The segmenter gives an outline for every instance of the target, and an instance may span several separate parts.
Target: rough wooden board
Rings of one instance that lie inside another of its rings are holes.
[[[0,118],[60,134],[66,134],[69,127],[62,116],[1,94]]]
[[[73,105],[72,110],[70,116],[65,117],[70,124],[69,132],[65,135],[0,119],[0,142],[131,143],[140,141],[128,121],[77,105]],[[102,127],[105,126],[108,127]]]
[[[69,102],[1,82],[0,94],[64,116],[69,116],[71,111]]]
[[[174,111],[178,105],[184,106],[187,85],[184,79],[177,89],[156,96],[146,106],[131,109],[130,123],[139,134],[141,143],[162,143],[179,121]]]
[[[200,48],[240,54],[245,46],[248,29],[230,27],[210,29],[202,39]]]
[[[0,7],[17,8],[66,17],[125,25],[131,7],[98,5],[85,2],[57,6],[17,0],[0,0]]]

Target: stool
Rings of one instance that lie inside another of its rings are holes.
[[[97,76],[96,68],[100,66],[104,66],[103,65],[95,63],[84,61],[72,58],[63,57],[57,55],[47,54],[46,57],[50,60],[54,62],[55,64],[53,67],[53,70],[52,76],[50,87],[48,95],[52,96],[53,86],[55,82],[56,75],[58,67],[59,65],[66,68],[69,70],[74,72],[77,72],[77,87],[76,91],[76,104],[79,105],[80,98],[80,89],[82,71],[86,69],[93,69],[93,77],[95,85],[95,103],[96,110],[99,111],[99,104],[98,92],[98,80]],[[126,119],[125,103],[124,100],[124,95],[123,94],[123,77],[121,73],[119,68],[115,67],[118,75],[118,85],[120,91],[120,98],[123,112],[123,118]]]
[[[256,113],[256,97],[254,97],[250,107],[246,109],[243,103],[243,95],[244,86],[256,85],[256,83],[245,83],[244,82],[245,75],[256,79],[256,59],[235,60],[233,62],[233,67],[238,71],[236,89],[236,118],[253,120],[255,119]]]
==============================
What to do >> Print the records above line for line, without changing a single character.

The completed task >>
The segmenter gives an outline for every instance of the target, and an instance may span several separate parts.
Target: rough wooden board
Rings of one instance that lie inside another of its rings are holes.
[[[0,118],[60,134],[66,134],[69,127],[62,116],[1,94]]]
[[[73,105],[72,110],[70,116],[65,117],[70,124],[69,132],[65,135],[0,119],[0,142],[131,143],[140,141],[128,121],[77,105]],[[102,127],[105,126],[108,127]]]
[[[69,102],[1,82],[0,94],[64,116],[69,116],[71,111]]]
[[[174,111],[178,105],[184,106],[187,85],[184,79],[177,89],[156,96],[146,106],[131,109],[130,123],[139,134],[141,143],[162,143],[179,121]]]
[[[200,48],[240,54],[245,46],[248,29],[230,27],[210,29],[202,39]]]
[[[0,7],[17,8],[66,17],[125,25],[131,7],[98,5],[85,2],[57,6],[17,0],[0,0]]]

Target: stool
Rings of one instance that lie inside another of its rings are holes.
[[[97,76],[96,68],[100,66],[104,66],[103,65],[95,63],[84,61],[72,58],[63,57],[57,55],[47,54],[46,57],[50,60],[54,62],[55,64],[53,67],[53,70],[52,76],[50,87],[48,95],[52,96],[53,86],[55,82],[56,75],[58,67],[59,65],[66,68],[69,70],[74,72],[77,72],[77,87],[76,91],[76,104],[79,105],[80,98],[80,89],[82,71],[86,69],[93,69],[93,77],[95,85],[95,103],[96,110],[99,111],[99,104],[98,92],[98,80]],[[126,119],[125,103],[124,100],[124,95],[123,94],[123,77],[121,73],[119,68],[115,67],[118,75],[118,85],[120,91],[120,98],[123,112],[123,118]]]
[[[256,113],[256,97],[254,97],[250,107],[246,109],[243,103],[243,95],[244,86],[256,85],[256,83],[245,83],[244,82],[245,75],[256,79],[256,59],[235,60],[233,62],[233,67],[238,71],[236,89],[236,118],[253,120],[255,119]]]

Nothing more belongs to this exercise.